What this exercise asks =
- 1) In the article about the tanker crew's rash, at which Venezuelan port was the Alvenus loading crude oil when the seamen started itching?
- 2) Transcribe the passage of the article about the tanker crew's rash between "This particular case" and "a moth-borne mite.", inclusive.
- 3) Write the next part of the newspaper article about the Alvenus crew's mysterious rash, starting from where it stops.

Exercise passage =
+ + + + +
'There's Something About
An Aqua-Velva Man ... '
Sept. 2, 1984
By MAX RIZLEY, Jr.
GALVESTON -- Sir Arthur Conan Doyle might have entitled it The Scratching Sailors Mystery, or The Case of the Aqua-Velva Man -- and it was indeed a case Sherlock Holmes might have enjoyed.

A tank ship loads crude oil at a Venezuelan jungle port. At night, it is attacked by swarms of moths. The crew breaks out in a mysterious rash -- except for one man, who has the unusual .habit of bathing daily in after-have lotion.

Holmes -- or in this case, Dr. Ben Smith of the University of Texas Medical Branch dermatology department -- had his work cut out for him.

Smith is an avid Sherlock Holmes aficionado, a card-carrying Baker Street Irregular (the international Sherlock Holmes society). Itches and rashes are his Moriarty, and tracking down their sources requires much the same insight and deduction Holmes used in solving that arch-villain's misdeeds.

This particular case was interesting, Smith recalled, noting that at different times the rash that felled the crew of the ill-fated tanker Alvenus was thought to be scabies, or even a moth-borne mite.

The only thing that every one was sure of was that the seamen started itching as the Alvenus loaded crude oil at the Venezuelan port of Caripito, a small jungle outpost on a river several miles inland.
+ + + + +
Extracted entries =
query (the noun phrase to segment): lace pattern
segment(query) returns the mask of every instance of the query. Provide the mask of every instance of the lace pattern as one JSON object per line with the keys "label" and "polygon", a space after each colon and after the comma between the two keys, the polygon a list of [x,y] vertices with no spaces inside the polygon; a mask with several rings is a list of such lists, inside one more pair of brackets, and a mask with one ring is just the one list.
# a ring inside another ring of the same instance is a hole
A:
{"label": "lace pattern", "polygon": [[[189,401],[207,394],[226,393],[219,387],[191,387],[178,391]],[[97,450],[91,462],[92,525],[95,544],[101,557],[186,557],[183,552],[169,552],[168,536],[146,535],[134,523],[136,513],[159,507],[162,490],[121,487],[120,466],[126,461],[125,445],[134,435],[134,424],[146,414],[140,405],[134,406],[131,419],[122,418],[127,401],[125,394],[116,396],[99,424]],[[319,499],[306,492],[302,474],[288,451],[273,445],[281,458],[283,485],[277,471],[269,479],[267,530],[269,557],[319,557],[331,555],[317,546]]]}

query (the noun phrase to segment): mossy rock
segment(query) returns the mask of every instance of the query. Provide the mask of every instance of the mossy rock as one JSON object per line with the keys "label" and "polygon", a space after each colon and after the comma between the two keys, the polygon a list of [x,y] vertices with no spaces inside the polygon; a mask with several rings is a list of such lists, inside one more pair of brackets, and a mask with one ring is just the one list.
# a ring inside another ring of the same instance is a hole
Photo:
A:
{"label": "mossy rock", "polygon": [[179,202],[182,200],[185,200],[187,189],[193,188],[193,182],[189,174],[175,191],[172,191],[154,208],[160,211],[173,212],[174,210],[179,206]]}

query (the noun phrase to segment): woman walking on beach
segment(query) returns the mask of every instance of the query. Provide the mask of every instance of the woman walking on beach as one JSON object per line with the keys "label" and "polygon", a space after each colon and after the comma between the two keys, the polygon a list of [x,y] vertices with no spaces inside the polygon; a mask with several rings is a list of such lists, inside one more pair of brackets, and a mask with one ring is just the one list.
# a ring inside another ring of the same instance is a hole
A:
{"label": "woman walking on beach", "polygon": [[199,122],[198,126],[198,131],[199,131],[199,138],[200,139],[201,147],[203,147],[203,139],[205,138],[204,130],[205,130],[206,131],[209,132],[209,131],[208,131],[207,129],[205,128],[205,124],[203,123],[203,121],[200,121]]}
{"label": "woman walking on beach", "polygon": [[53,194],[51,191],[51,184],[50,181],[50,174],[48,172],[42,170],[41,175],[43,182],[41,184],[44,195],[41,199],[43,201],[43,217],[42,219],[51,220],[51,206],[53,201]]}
+ + + + +
Results in order =
- 1) Caripito

- 2)
This particular case was interesting, Smith recalled, noting that at different times the rash that felled the crew of the ill-fated tanker Alvenus was thought to be scabies, or even a moth-borne mite.

- 3)
At night, Smith said, the ship's lights attracted swarms of moths.

"They came on by the thousands," he said, so many, in fact, that their bodies piled four to five inches deep on the decks and had to be shoveled off.

The crewmembers who drew that duty were the first ones to start itching. Soon -- within 24 to 48 hours -- the entire crew had been stricken with a rash.

After the ship left Caripito, the moths died, but the itching continued.

Especially badly affected were the engine room crew -- who stand under ventilators to cool off -- and those whose watches placed them near the ship's gyrocompass, which is cooled by an air blower.

When the Alvenus'  hull ruptured off Lake Charles, La., stranding the crew at sea until the ship could be towed to Galveston, several crewmembers were flown into Lake Charles to see doctors.

Those doctors, Smith said, thought the crew had scabies, a rash borne by microscopic mites. Soon, he said, laughing, "it got twisted around to where they thought it was mites from the moths" causing the problem.

The crewmembers were treated with Kwell, an anti-mite medication, and given steroids to alleviate the rash. But the itching continued.

Another crewman was then .flown to Houston's Baylor College of Medicine, where, Smith said, dermatology department chairman John Wolf, an old friend, was perplexed. "He called me," Smith said, "and said he had never heard of moth mites, arid neither had I."

Smith thought that it was probably not mites, since in a mite outbreak, not everyone is affected. He ventured that it sounded more like a reaction to some irritant present throughout the entire ship.

"Indeed," Smith said, "the guy that had been off the ship stopped itching," as did the entire crew, once they were put up in a Galveston hotel.

Smith then-remembered a "practically identical" case of a ship's crew all coming down with the same symptoms in Port Everglades, Fla. in 1967.

He looked through his medical journals, and sure enough, there in a 1969 American Medical Association Journal was the case.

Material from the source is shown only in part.